What to produce
Pull out, word for word, every line of the material from its first line through the line containing "x=182, y=169", leaving the pictures out of your answer.

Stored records
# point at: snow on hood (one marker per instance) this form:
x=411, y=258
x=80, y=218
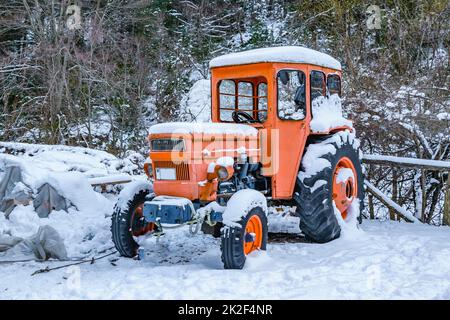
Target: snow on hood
x=327, y=114
x=205, y=128
x=287, y=54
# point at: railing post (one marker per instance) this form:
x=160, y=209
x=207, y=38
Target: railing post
x=446, y=218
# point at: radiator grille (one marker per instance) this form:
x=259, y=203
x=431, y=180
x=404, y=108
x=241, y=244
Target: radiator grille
x=167, y=145
x=182, y=169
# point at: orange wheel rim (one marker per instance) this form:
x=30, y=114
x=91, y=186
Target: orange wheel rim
x=344, y=191
x=253, y=235
x=138, y=226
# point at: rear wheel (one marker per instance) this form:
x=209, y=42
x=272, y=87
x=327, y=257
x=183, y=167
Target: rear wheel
x=240, y=241
x=336, y=186
x=128, y=223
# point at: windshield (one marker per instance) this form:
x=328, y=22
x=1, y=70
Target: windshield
x=243, y=100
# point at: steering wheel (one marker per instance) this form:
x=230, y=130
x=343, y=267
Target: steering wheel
x=241, y=116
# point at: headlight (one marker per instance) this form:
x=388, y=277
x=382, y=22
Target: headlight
x=222, y=173
x=148, y=168
x=166, y=174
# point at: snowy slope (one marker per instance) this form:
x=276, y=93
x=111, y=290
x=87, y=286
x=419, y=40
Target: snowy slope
x=389, y=260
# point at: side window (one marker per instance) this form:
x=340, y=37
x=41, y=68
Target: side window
x=262, y=102
x=317, y=84
x=245, y=95
x=227, y=93
x=334, y=84
x=291, y=95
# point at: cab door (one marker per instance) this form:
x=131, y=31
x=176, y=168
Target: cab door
x=292, y=117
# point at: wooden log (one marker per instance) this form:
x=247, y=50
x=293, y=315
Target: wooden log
x=389, y=203
x=446, y=218
x=432, y=165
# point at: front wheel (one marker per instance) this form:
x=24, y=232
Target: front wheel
x=128, y=222
x=250, y=234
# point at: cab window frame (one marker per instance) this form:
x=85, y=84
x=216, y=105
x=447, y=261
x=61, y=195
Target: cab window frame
x=254, y=98
x=324, y=85
x=278, y=94
x=331, y=76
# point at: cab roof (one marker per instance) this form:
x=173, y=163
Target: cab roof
x=288, y=54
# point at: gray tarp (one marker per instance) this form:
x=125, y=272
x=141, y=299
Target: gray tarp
x=12, y=190
x=47, y=200
x=45, y=244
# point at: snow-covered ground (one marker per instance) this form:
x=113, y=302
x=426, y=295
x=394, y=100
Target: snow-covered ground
x=388, y=260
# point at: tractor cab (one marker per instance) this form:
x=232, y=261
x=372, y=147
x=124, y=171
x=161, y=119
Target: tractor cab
x=270, y=87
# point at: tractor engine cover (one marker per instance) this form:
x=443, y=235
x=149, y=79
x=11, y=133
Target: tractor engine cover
x=170, y=210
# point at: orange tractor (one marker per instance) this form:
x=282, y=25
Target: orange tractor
x=277, y=137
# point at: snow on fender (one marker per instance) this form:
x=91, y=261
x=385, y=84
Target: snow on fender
x=241, y=203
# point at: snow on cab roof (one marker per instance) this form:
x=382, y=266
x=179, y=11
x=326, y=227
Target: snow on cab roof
x=205, y=128
x=288, y=54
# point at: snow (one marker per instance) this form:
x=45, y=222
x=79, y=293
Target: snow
x=241, y=203
x=110, y=179
x=403, y=211
x=350, y=226
x=286, y=54
x=344, y=174
x=59, y=158
x=390, y=260
x=130, y=190
x=196, y=105
x=327, y=114
x=205, y=128
x=425, y=162
x=443, y=116
x=312, y=161
x=282, y=220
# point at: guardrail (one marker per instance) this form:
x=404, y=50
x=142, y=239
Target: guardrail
x=411, y=163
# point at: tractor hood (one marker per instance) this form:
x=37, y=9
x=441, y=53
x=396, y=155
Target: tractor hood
x=203, y=128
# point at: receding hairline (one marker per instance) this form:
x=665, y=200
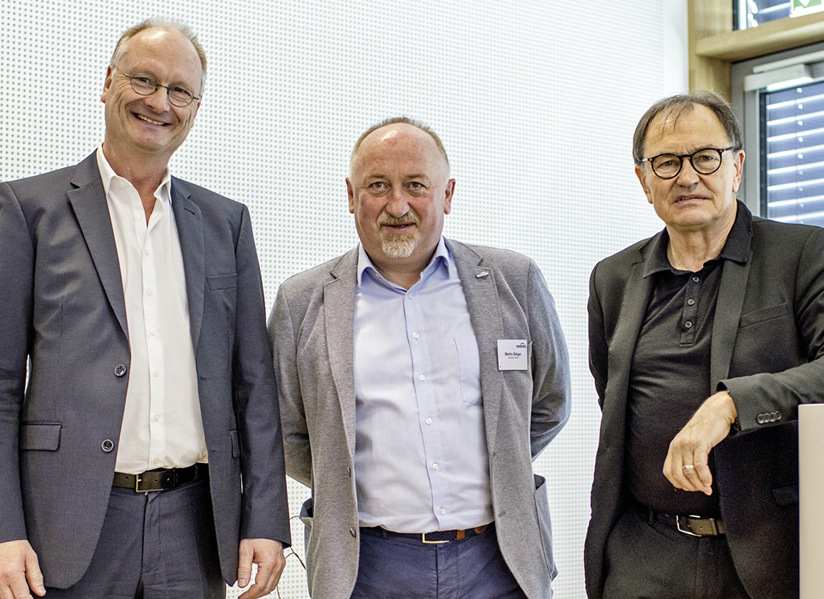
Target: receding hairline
x=161, y=23
x=677, y=105
x=400, y=121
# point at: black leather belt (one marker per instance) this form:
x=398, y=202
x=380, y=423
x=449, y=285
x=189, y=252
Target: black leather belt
x=694, y=526
x=161, y=479
x=431, y=538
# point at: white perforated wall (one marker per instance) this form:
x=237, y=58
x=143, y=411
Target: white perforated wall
x=535, y=101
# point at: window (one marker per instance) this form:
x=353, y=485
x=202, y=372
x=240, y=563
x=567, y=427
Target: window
x=752, y=13
x=780, y=101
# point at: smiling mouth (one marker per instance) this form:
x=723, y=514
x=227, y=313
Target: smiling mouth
x=148, y=120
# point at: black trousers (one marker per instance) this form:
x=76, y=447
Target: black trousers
x=652, y=560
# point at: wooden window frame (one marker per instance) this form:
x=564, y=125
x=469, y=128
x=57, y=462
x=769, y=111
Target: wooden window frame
x=714, y=45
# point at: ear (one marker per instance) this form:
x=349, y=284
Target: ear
x=107, y=84
x=739, y=170
x=642, y=177
x=351, y=193
x=448, y=193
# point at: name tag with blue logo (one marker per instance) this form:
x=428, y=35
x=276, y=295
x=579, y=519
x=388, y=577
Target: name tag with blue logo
x=512, y=354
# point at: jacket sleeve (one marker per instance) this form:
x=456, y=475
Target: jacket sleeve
x=550, y=365
x=16, y=283
x=779, y=393
x=265, y=504
x=283, y=335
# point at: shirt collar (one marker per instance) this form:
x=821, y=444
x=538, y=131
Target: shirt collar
x=736, y=247
x=108, y=176
x=441, y=259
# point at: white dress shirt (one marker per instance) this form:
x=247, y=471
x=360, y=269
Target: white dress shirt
x=162, y=426
x=421, y=462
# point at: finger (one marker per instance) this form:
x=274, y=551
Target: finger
x=244, y=567
x=19, y=588
x=34, y=575
x=703, y=478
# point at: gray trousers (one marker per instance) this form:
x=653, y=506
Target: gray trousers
x=157, y=545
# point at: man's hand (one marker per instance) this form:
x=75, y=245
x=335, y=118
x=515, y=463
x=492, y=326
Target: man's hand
x=268, y=555
x=19, y=571
x=686, y=466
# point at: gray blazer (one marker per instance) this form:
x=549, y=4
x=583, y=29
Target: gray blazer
x=312, y=326
x=767, y=349
x=63, y=309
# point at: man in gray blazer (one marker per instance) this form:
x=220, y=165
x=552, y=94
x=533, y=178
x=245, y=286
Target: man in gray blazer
x=136, y=384
x=418, y=378
x=704, y=340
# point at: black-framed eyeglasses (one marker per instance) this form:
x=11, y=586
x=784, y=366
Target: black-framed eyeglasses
x=146, y=86
x=705, y=161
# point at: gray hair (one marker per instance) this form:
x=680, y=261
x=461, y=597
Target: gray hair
x=677, y=105
x=405, y=121
x=161, y=23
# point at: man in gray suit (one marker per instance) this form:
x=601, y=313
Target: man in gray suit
x=704, y=339
x=418, y=378
x=136, y=384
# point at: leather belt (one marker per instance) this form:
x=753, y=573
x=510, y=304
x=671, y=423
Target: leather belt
x=436, y=537
x=161, y=479
x=694, y=526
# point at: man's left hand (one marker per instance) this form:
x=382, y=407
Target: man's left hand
x=687, y=463
x=268, y=555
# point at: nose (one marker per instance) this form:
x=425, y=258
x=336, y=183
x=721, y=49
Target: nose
x=688, y=175
x=396, y=204
x=159, y=99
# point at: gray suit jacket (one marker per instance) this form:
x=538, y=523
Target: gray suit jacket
x=312, y=327
x=767, y=349
x=63, y=310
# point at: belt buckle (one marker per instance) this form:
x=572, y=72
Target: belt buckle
x=138, y=489
x=688, y=530
x=423, y=540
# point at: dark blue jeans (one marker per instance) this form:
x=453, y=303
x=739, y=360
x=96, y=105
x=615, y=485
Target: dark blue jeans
x=154, y=546
x=473, y=568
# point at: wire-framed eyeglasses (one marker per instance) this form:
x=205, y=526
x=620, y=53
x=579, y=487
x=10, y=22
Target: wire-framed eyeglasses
x=705, y=162
x=146, y=86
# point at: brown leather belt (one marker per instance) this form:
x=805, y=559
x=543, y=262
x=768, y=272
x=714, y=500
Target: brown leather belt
x=431, y=538
x=161, y=479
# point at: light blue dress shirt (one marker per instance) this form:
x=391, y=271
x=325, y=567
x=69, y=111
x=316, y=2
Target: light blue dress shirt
x=421, y=462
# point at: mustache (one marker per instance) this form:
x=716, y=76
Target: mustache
x=407, y=219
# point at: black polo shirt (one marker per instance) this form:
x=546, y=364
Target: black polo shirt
x=670, y=376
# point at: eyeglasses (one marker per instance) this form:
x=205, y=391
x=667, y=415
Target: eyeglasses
x=705, y=161
x=146, y=86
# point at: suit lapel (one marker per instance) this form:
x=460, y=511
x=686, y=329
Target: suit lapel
x=731, y=292
x=627, y=328
x=189, y=223
x=339, y=315
x=88, y=200
x=481, y=293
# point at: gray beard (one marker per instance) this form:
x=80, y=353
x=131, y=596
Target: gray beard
x=399, y=246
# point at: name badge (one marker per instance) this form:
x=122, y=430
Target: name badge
x=512, y=354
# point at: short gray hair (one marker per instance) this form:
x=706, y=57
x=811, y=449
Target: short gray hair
x=405, y=121
x=681, y=103
x=161, y=23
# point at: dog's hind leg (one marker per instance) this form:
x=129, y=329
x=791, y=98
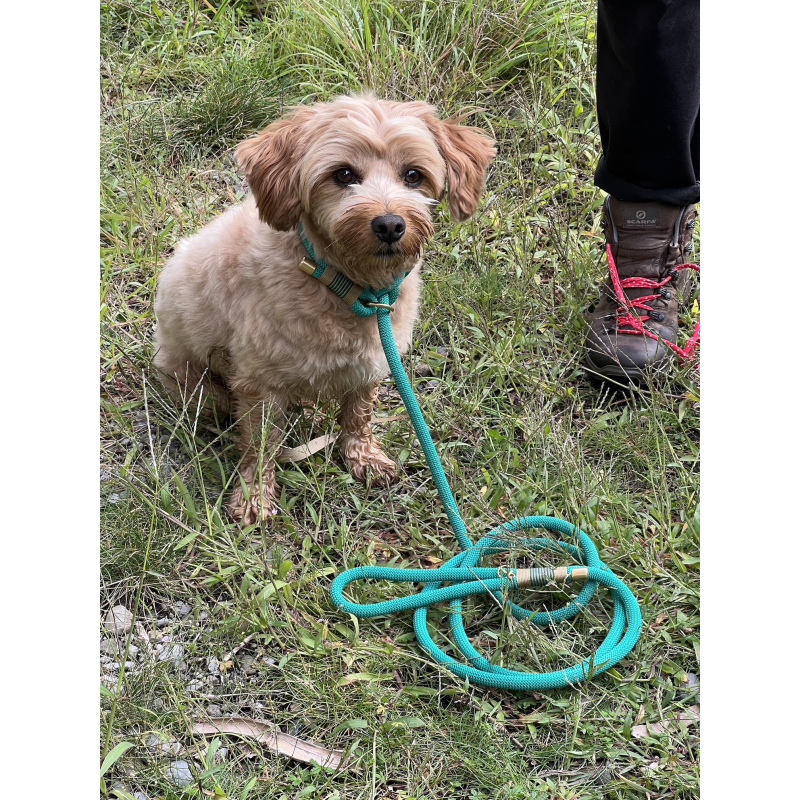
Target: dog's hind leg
x=357, y=443
x=260, y=422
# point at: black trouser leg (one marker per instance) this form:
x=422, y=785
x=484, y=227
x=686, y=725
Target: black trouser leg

Result
# point at: snow on hood (one marker per instance) this form:
x=411, y=258
x=80, y=218
Target: snow on hood
x=327, y=114
x=205, y=128
x=287, y=54
# point at: railing post (one marker per instance) this form:
x=160, y=209
x=207, y=38
Target: railing post
x=446, y=218
# point at: radiator grille (one marker per instance) this form:
x=259, y=203
x=431, y=180
x=404, y=108
x=241, y=244
Target: radiator grille
x=167, y=145
x=182, y=169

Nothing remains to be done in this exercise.